[Stored entries]

=======

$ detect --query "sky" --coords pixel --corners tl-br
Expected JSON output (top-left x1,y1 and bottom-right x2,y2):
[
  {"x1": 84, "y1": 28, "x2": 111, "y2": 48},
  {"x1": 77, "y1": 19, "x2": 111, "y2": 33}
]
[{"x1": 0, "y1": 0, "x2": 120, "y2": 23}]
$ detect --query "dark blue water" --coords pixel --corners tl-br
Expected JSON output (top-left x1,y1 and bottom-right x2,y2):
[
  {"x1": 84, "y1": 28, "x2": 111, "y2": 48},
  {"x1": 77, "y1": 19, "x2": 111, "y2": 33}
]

=======

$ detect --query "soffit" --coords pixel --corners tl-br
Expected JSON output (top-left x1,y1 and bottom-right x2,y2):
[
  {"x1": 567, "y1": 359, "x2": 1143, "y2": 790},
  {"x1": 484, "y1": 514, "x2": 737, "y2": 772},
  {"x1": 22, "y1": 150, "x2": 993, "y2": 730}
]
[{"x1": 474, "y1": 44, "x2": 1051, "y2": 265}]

=======

> [Work to be completed]
Count the lines in the records that contain the string "corners". Reply with the number only.

> [The output]
3